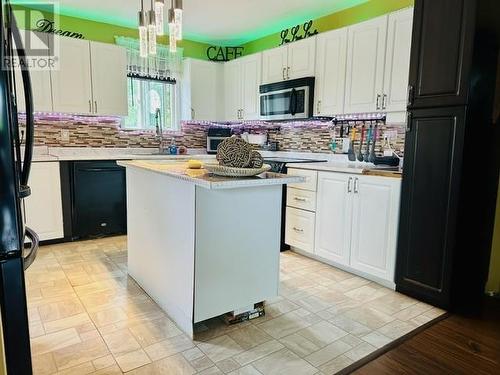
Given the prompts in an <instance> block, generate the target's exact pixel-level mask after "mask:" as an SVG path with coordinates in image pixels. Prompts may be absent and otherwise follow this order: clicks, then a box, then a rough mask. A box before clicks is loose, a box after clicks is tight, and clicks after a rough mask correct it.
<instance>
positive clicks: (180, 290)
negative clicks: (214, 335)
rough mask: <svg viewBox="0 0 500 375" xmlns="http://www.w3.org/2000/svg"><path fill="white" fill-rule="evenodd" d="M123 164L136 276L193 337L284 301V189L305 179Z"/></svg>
mask: <svg viewBox="0 0 500 375" xmlns="http://www.w3.org/2000/svg"><path fill="white" fill-rule="evenodd" d="M118 164H120V165H122V166H124V167H126V170H127V217H128V219H127V226H128V229H127V231H128V273H129V275H130V276H131V277H132V278H133V279H134V280H135V281H136V282H137V283H138V284H139V285H140V286H141V287H142V288H143V289H144V290H145V291H146V292H147V293H148V294H149V295H150V296H151V297H152V298H153V299H154V300H155V301H156V302H157V303H158V305H159V306H160V307H161V308H162V309H164V310H165V311H166V312H167V313H168V314H169V315H170V317H171V318H172V319H173V320H174V321H175V322H176V323H177V324H178V326H179V327H180V328H182V329H183V330H184V331H185V332H186V333H187V334H189V335H190V336H191V337H192V336H193V334H194V325H195V324H196V323H198V322H202V321H204V320H207V319H209V318H213V317H216V316H219V315H222V314H225V313H228V312H233V311H235V312H237V311H245V310H246V309H250V308H251V307H253V305H254V304H255V303H258V302H261V301H265V300H266V299H269V298H272V297H275V296H277V294H278V284H279V253H280V225H281V198H282V197H281V193H282V185H283V184H288V183H297V182H302V181H303V177H298V176H287V175H282V174H276V173H270V172H267V173H263V174H261V175H259V176H256V177H246V178H227V177H217V176H213V175H210V174H208V173H207V171H205V170H204V169H198V170H196V169H188V168H187V164H186V162H168V161H163V162H161V161H145V160H142V161H123V162H118Z"/></svg>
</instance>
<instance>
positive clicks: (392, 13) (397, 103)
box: [382, 8, 413, 112]
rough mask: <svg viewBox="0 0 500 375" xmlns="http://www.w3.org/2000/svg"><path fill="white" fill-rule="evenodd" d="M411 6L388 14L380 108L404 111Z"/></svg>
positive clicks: (407, 77)
mask: <svg viewBox="0 0 500 375" xmlns="http://www.w3.org/2000/svg"><path fill="white" fill-rule="evenodd" d="M412 26H413V8H408V9H404V10H401V11H398V12H394V13H391V14H390V15H389V26H388V30H387V49H386V54H385V56H386V57H385V74H384V94H383V95H384V97H383V103H382V107H383V108H382V109H383V110H386V111H387V112H398V111H406V102H407V92H408V75H409V69H410V50H411V34H412Z"/></svg>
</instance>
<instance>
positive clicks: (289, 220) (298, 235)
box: [285, 207, 315, 253]
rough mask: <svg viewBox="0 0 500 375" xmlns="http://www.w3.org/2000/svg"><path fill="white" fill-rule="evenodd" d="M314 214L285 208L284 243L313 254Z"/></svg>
mask: <svg viewBox="0 0 500 375" xmlns="http://www.w3.org/2000/svg"><path fill="white" fill-rule="evenodd" d="M314 221H315V214H314V212H309V211H304V210H299V209H296V208H292V207H287V208H286V223H285V225H286V229H285V242H286V243H287V244H288V245H290V246H294V247H296V248H298V249H300V250H303V251H307V252H309V253H312V252H313V249H314Z"/></svg>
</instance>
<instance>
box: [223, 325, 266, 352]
mask: <svg viewBox="0 0 500 375" xmlns="http://www.w3.org/2000/svg"><path fill="white" fill-rule="evenodd" d="M228 336H229V337H231V338H232V339H233V340H234V341H236V343H237V344H238V345H239V346H241V348H243V349H244V350H247V349H250V348H253V347H254V346H257V345H259V344H262V343H264V342H267V341H269V340H272V337H271V336H269V335H268V334H267V333H266V332H264V331H263V330H262V329H260V328H259V327H257V326H254V325H248V326H246V327H243V328H241V329H237V330H235V331H231V332H229V333H228Z"/></svg>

+---+

_Task to carry out_
Reproduce all of the records above verbatim, leaving out the pictures.

_The answer_
Given the prompts in an <instance> block, generate the target's exact pixel-level mask after "mask:" as an SVG path with coordinates in image pixels. Prompts may be absent and otherwise follow this order: clicks, then a box, then a rough mask. A box before clicks is loose, a box after clicks is tight, and clicks after a rough mask correct it.
<instance>
positive clicks: (180, 290)
negative clicks: (214, 335)
rough mask: <svg viewBox="0 0 500 375" xmlns="http://www.w3.org/2000/svg"><path fill="white" fill-rule="evenodd" d="M123 164L136 276L193 337L284 301V189L305 179Z"/></svg>
mask: <svg viewBox="0 0 500 375" xmlns="http://www.w3.org/2000/svg"><path fill="white" fill-rule="evenodd" d="M118 164H120V165H122V166H124V167H126V170H127V217H128V219H127V226H128V229H127V231H128V273H129V275H130V276H131V277H132V278H133V279H134V280H135V281H136V282H137V283H138V284H139V285H140V286H141V287H142V288H143V289H144V290H145V291H146V292H147V293H148V294H149V295H150V296H151V297H152V298H153V299H154V300H155V301H156V302H157V303H158V305H159V306H160V307H161V308H162V309H164V310H165V311H166V312H167V313H168V314H169V315H170V317H171V318H172V319H173V320H174V321H175V322H176V323H177V324H178V326H179V327H180V328H182V329H183V330H184V331H185V332H186V333H187V334H189V335H190V336H191V337H192V336H193V334H194V325H195V324H196V323H198V322H202V321H204V320H207V319H209V318H213V317H216V316H219V315H222V314H225V313H228V312H233V311H235V312H237V311H245V310H246V309H250V308H251V307H253V305H254V304H255V303H258V302H261V301H265V300H266V299H269V298H272V297H275V296H277V294H278V284H279V253H280V225H281V198H282V197H281V193H282V185H283V184H288V183H297V182H302V181H303V177H298V176H287V175H282V174H276V173H270V172H267V173H263V174H261V175H259V176H256V177H246V178H227V177H217V176H213V175H210V174H208V173H207V171H205V170H204V169H198V170H196V169H188V168H187V164H186V162H168V161H163V162H161V161H145V160H142V161H123V162H118Z"/></svg>
</instance>
<instance>
positive clicks: (392, 13) (397, 103)
box: [382, 8, 413, 112]
rough mask: <svg viewBox="0 0 500 375" xmlns="http://www.w3.org/2000/svg"><path fill="white" fill-rule="evenodd" d="M411 6L388 14L380 108L404 111Z"/></svg>
positive clicks: (407, 77)
mask: <svg viewBox="0 0 500 375" xmlns="http://www.w3.org/2000/svg"><path fill="white" fill-rule="evenodd" d="M412 26H413V8H408V9H404V10H401V11H398V12H394V13H391V14H390V15H389V26H388V30H387V49H386V54H385V56H386V57H385V74H384V94H383V95H384V97H383V103H382V107H383V108H382V109H383V110H386V111H387V112H398V111H406V102H407V92H408V75H409V69H410V50H411V34H412Z"/></svg>
</instance>
<instance>
positive clicks: (289, 220) (298, 235)
box: [285, 207, 315, 253]
rough mask: <svg viewBox="0 0 500 375" xmlns="http://www.w3.org/2000/svg"><path fill="white" fill-rule="evenodd" d="M314 214L285 208L284 243L313 254Z"/></svg>
mask: <svg viewBox="0 0 500 375" xmlns="http://www.w3.org/2000/svg"><path fill="white" fill-rule="evenodd" d="M314 221H315V214H314V212H309V211H304V210H299V209H296V208H292V207H287V208H286V223H285V225H286V229H285V242H286V243H287V244H288V245H290V246H294V247H296V248H298V249H300V250H303V251H307V252H309V253H312V252H313V249H314Z"/></svg>
</instance>
<instance>
box: [223, 325, 266, 352]
mask: <svg viewBox="0 0 500 375" xmlns="http://www.w3.org/2000/svg"><path fill="white" fill-rule="evenodd" d="M228 336H229V337H231V338H232V339H233V340H234V341H236V343H237V344H238V345H239V346H241V348H243V349H244V350H247V349H250V348H253V347H254V346H257V345H259V344H262V343H264V342H267V341H269V340H272V337H271V336H269V335H268V334H267V333H266V332H264V331H263V330H262V329H260V328H259V327H257V326H254V325H248V326H246V327H243V328H241V329H237V330H235V331H231V332H229V333H228Z"/></svg>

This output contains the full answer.